• **Texte source**:

« L’Enfer est vide, tous les démons sont ici »
(La Tempête de W. Shakespeare)
Attentat de Nice : l’horreur absolue. Écraser une foule, passer sur les corps, et continuer, continuer, cela jusqu’à sa propre mort… Quelle haine peut-elle mener jusque là ? Quel désespoir, aussi ?
Il s’agit bien de haine et il faut voir ce qui peut engendrer de tels sentiments, même si nous sommes bien incapables de comprendre comment elle peut monter à un tel degré.
Le monde politique vit dans le mensonge organisé. « Les promesses n’engagent que ceux qui les reçoivent » a-t-il été dit ! Jusqu’au discours récent du Président assurant qu’il avait tenu toutes ses promesses... Qu’il n’ait pas pu les tenir, ou qu’il n’ait pas voulu, c’est une question à discuter, mais affirmer qu’il les a tenues manifeste un mépris confondant de son auditoire, nous !

• **Contenu des données**:
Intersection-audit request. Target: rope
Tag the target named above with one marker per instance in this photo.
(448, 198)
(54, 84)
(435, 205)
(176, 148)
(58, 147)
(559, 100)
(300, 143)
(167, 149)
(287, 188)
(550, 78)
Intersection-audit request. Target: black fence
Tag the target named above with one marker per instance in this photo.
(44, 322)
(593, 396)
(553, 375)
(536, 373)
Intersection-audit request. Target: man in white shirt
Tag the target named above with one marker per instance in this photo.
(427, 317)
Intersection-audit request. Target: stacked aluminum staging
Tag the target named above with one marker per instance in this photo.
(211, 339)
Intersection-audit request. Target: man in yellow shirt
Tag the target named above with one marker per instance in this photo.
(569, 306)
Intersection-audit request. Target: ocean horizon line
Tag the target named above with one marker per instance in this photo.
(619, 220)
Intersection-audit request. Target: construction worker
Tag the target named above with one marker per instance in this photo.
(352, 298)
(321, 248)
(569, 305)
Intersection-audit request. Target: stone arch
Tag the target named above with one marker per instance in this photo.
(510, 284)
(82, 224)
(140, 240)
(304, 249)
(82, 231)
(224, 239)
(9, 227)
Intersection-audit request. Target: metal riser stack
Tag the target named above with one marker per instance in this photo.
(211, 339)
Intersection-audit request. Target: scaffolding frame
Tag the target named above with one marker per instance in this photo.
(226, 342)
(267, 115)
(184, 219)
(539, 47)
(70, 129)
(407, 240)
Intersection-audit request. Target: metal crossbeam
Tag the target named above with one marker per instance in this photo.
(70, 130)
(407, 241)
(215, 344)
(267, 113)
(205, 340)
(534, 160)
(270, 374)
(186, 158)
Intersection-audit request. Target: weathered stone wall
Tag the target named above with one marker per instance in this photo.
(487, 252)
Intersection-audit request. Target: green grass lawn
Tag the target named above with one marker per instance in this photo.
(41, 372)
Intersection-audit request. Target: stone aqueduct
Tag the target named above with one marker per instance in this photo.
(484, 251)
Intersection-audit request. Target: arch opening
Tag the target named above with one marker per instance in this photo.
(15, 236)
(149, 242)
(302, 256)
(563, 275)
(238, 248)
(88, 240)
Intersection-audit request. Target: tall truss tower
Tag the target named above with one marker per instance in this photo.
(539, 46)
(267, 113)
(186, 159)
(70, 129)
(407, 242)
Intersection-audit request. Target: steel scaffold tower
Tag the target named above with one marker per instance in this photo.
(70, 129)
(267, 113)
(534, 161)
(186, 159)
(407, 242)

• **Consignes**:
A. Reproduisez le passage du texte sur l'attentat de Nice qui commence par « (La Tempête de » et se poursuit jusqu'à « désespoir, aussi ? ».
B. Dites, pour chacun des énoncés suivants, s'il concorde avec le texte sur l'attentat de Nice, et appuyez chaque réponse par oui ou non suivi des mots décisifs du texte cités à l'identique : (i) la citation d'ouverture provient de La Tempête de Shakespeare ; (ii) l'auteur se dit capable de comprendre comment la haine peut atteindre un tel degré ; (iii) le Président a affirmé dans un discours récent avoir tenu toutes ses promesses.
C. D'après le texte sur l'attentat de Nice, dans quoi vit le monde politique ?

• **Corrigé des exercices**:
A.
(La Tempête de W. Shakespeare)
Attentat de Nice : l’horreur absolue. Écraser une foule, passer sur les corps, et continuer, continuer, cela jusqu’à sa propre mort… Quelle haine peut-elle mener jusque là ? Quel désespoir, aussi ?

B.
(i) Oui : « (La Tempête de W. Shakespeare) ».
(ii) Non : « même si nous sommes bien incapables de comprendre comment elle peut monter à un tel degré ».
(iii) Oui : « Jusqu’au discours récent du Président assurant qu’il avait tenu toutes ses promesses ».

C. Dans le mensonge organisé.